==== Source passage

Just in case ASF readers don't know what an 'emo' is, I found this on Urbandictionary.com

*EMO  * 
An entire subculture of people (usually angsty teens) with a fake personality. The concept of Emo is actually a vicious cycle that never ends, to the utter failing of humanity, and it goes something like this: 

1. Girls say they like "sensitive guys" (lie) 
2. Guy finds out, so he listens to faggy emo music and dresses like a dork so chicks will see that he is sensitive and not afraid to express himself (lie). He dyes his hair black, wraps himself in a stupid looking scarf, develops an eating disorder, and rants about how "nobody understands". 
3. Now an emo guy, he meets Emo chick and they start dating, talking about how their well-off suburban lifestyles are terrible and depressing (lie) 
4. Emo guy is just too much of a pussy. His penis is too small, he's too depressed to bathe, and has more mood swings than emo chick, and he doesn't even have a menstrual cycle. Emo chick dumps him, saying "It's not you, it's me." (lie) as she drives off with Wayne, the school jock and captain of the football team.

========
==== Given data

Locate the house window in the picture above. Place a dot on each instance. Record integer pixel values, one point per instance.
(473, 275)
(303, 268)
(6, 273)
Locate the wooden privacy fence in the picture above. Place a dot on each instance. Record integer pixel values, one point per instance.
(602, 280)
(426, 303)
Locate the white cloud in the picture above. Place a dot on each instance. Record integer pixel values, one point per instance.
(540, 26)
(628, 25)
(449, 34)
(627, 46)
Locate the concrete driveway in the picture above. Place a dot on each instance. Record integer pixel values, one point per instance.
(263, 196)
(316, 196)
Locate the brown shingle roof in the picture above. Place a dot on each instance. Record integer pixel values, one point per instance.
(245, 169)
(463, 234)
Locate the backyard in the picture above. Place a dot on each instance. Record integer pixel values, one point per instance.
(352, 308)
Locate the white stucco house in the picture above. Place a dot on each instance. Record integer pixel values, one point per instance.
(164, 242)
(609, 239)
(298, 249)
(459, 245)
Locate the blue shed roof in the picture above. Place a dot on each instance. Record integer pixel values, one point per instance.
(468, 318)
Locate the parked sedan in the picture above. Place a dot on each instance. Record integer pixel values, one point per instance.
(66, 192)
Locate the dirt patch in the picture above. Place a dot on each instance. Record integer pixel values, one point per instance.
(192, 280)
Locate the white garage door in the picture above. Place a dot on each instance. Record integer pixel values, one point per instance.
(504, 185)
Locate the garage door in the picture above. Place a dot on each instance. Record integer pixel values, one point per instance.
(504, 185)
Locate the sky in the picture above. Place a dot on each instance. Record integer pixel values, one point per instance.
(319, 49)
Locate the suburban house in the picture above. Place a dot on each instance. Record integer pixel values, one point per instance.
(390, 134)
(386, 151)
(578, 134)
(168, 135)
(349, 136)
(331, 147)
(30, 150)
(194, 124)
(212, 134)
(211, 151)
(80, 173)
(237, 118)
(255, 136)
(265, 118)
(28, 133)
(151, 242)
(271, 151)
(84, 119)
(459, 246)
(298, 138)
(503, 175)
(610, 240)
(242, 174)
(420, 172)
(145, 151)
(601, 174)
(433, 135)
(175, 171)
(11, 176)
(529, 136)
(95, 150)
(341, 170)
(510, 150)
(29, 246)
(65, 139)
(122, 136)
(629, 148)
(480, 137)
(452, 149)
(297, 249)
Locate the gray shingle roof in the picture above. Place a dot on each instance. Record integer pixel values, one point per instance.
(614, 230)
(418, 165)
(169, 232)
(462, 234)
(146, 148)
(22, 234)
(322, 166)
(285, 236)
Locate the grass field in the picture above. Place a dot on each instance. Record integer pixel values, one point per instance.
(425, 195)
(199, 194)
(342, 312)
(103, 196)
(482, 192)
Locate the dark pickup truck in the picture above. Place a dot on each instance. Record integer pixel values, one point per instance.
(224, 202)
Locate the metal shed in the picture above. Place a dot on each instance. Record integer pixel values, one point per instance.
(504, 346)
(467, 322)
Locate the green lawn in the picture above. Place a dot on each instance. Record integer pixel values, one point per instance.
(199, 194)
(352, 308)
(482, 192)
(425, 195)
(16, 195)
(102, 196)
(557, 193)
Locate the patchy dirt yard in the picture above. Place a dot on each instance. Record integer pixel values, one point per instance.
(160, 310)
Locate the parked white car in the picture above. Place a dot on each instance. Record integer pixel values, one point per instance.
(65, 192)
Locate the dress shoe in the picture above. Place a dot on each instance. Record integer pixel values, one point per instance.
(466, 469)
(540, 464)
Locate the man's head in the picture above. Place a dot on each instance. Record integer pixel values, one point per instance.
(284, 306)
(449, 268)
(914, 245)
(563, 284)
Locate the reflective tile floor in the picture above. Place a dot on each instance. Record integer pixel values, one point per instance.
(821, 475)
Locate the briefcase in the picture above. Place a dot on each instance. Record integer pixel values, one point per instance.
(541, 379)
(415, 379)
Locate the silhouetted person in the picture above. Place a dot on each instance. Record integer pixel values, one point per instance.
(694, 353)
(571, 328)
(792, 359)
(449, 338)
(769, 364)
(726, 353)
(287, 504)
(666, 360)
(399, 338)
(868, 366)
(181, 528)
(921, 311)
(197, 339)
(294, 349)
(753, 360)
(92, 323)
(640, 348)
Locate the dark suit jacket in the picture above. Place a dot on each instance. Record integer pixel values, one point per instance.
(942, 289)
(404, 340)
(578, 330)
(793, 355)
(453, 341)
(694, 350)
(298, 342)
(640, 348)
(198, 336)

========

* [What this exercise asks]
(a) Retype the post about emo from "1. Girls say" up to and including "the football team.".
(b) Answer these questions from the post about emo:
(i) On which website was the definition found?
(ii) What color does the guy dye his hair?
(iii) Who does the emo chick drive off with?

* [Task results]
(a)
1. Girls say they like "sensitive guys" (lie) 
2. Guy finds out, so he listens to faggy emo music and dresses like a dork so chicks will see that he is sensitive and not afraid to express himself (lie). He dyes his hair black, wraps himself in a stupid looking scarf, develops an eating disorder, and rants about how "nobody understands". 
3. Now an emo guy, he meets Emo chick and they start dating, talking about how their well-off suburban lifestyles are terrible and depressing (lie) 
4. Emo guy is just too much of a pussy. His penis is too small, he's too depressed to bathe, and has more mood swings than emo chick, and he doesn't even have a menstrual cycle. Emo chick dumps him, saying "It's not you, it's me." (lie) as she drives off with Wayne, the school jock and captain of the football team.

(b)
(i) Urbandictionary.com
(ii) Black
(iii) Wayne, the school jock and captain of the football team